## SUPPLIED PASSAGE
It’s that time of the year again – when we mine the Twittersphere to find the funniest #CPAP tweets. This year, CPAP hit a number of grand slams that make it, yet again, the undefeated champion against obstructive sleep apnea. Here are some of the funniest #CPAP tweets of 2014.
1. 99 Problems But Snoring Ain’t One
I got 99 problems but snoring ain’t one! #SleepApnea #cpap #sleep #snoring
— Sleep! (@CPAPnea) November 23, 2014
Woo hoo! We’re glad that CPAP is helping your snoring – I’m sure Jay Z had no idea that this song lyric would be used in this context. It’s also great that CPAP is conquering your snoring, because a recent study showed that snoring in your twenties might be an early indicator sleep apnea and a domino effect-like onset of symptoms later in life.

## WHAT IS REQUIRED
Extract everything in the CPAP tweets piece from "It’s that time" down to "tweets of 2014.", copying it word for word.

## PROVIDED INFORMATION

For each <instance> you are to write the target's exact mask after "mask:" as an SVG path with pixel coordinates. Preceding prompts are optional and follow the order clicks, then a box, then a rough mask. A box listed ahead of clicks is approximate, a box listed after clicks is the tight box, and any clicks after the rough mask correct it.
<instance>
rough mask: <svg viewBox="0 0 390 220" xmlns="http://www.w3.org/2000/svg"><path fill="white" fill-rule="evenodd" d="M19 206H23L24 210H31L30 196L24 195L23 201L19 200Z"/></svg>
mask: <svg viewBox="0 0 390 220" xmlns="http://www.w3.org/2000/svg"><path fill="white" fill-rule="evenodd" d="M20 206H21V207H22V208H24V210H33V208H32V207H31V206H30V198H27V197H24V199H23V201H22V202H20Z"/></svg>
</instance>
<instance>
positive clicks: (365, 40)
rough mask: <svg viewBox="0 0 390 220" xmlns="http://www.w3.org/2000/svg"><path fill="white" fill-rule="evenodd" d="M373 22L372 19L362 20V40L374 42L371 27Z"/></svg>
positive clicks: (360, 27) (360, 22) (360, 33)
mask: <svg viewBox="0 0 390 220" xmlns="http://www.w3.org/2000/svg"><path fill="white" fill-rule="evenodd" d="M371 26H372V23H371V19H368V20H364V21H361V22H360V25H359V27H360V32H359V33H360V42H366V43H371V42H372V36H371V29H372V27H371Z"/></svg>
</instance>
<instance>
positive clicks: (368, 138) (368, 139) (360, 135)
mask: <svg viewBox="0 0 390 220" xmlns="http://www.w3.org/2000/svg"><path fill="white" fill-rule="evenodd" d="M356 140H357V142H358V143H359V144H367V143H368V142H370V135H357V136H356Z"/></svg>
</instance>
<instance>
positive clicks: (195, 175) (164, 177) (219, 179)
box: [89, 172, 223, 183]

## WRITTEN ANSWER
It’s that time of the year again – when we mine the Twittersphere to find the funniest #CPAP tweets. This year, CPAP hit a number of grand slams that make it, yet again, the undefeated champion against obstructive sleep apnea. Here are some of the funniest #CPAP tweets of 2014.